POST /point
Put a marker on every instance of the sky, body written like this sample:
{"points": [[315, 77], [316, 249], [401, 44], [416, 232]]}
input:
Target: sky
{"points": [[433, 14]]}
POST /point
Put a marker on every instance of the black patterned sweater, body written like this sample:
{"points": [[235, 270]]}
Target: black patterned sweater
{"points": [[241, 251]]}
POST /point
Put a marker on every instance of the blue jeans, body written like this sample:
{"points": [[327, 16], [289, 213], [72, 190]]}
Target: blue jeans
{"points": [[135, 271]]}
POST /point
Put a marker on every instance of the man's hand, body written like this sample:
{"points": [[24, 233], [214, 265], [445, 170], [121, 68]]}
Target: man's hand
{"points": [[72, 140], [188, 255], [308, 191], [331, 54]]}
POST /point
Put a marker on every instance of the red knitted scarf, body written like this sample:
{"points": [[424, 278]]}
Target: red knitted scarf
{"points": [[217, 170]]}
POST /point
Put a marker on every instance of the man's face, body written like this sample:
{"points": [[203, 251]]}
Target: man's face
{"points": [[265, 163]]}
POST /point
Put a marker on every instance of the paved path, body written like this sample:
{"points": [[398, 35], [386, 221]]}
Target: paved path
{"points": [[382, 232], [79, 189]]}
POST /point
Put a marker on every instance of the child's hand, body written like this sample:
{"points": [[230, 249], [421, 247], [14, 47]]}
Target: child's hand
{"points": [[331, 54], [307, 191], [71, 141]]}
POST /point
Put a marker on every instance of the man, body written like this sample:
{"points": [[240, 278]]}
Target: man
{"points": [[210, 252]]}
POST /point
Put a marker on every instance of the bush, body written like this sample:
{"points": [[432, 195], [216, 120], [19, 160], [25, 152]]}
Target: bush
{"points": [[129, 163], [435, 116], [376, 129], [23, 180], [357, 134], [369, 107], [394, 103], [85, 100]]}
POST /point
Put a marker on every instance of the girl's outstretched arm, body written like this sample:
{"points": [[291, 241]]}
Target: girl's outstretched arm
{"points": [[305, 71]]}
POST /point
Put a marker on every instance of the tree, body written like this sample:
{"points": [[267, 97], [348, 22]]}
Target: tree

----

● **REQUIREMENTS**
Write out the entries above word for word.

● **WRITTEN ANSWER**
POST /point
Put a marker on every instance of the sky, body written like this sample:
{"points": [[315, 77], [316, 249], [401, 44], [416, 232]]}
input:
Target: sky
{"points": [[433, 14]]}
POST /point
Put a marker on every instance of the black patterned sweater, body written like this sample:
{"points": [[235, 270]]}
Target: black patterned sweater
{"points": [[241, 251]]}
POST /point
Put a marker on every instance of the blue jeans, body written like this sample:
{"points": [[327, 16], [289, 213], [72, 190]]}
Target: blue jeans
{"points": [[135, 271]]}
POST /point
Put a marker on every instance of the man's hand, body written like this sample:
{"points": [[24, 233], [214, 265], [445, 170], [121, 68]]}
Target: man's hand
{"points": [[72, 140], [188, 255], [308, 191], [331, 54]]}
POST /point
Put a marker on every instance of the red knitted scarf, body written like this sample:
{"points": [[424, 278]]}
Target: red knitted scarf
{"points": [[217, 170]]}
POST /point
Put a marker on every instance of the man's face, body written like this sample:
{"points": [[203, 251]]}
Target: man's face
{"points": [[265, 163]]}
POST /point
Put a marker on every instance of the paved path, body written like this sample:
{"points": [[398, 35], [386, 221]]}
Target: paved path
{"points": [[382, 232], [79, 189]]}
POST /point
Put a marker on every instance of the child's hand, body written like this sample:
{"points": [[230, 249], [421, 247], [14, 47]]}
Target: child's hand
{"points": [[331, 54], [307, 191], [71, 141]]}
POST /point
Put a marker on every instance of the man, body written like this sample:
{"points": [[240, 278]]}
Target: man
{"points": [[210, 252]]}
POST /point
Put a marker on every instance of the bush, body written like this sample:
{"points": [[432, 195], [216, 120], [19, 160], [25, 152]]}
Target: bush
{"points": [[129, 163], [435, 116], [376, 129], [23, 180], [357, 134], [369, 107], [394, 103], [85, 100]]}
POST /point
Put a marker on every instance of the girl's outstretched arm, body written like this sample:
{"points": [[291, 241]]}
Target: girl's outstretched arm
{"points": [[305, 71]]}
POST /point
Put a marker on every instance of the tree, body written like this sample:
{"points": [[267, 97], [348, 22]]}
Target: tree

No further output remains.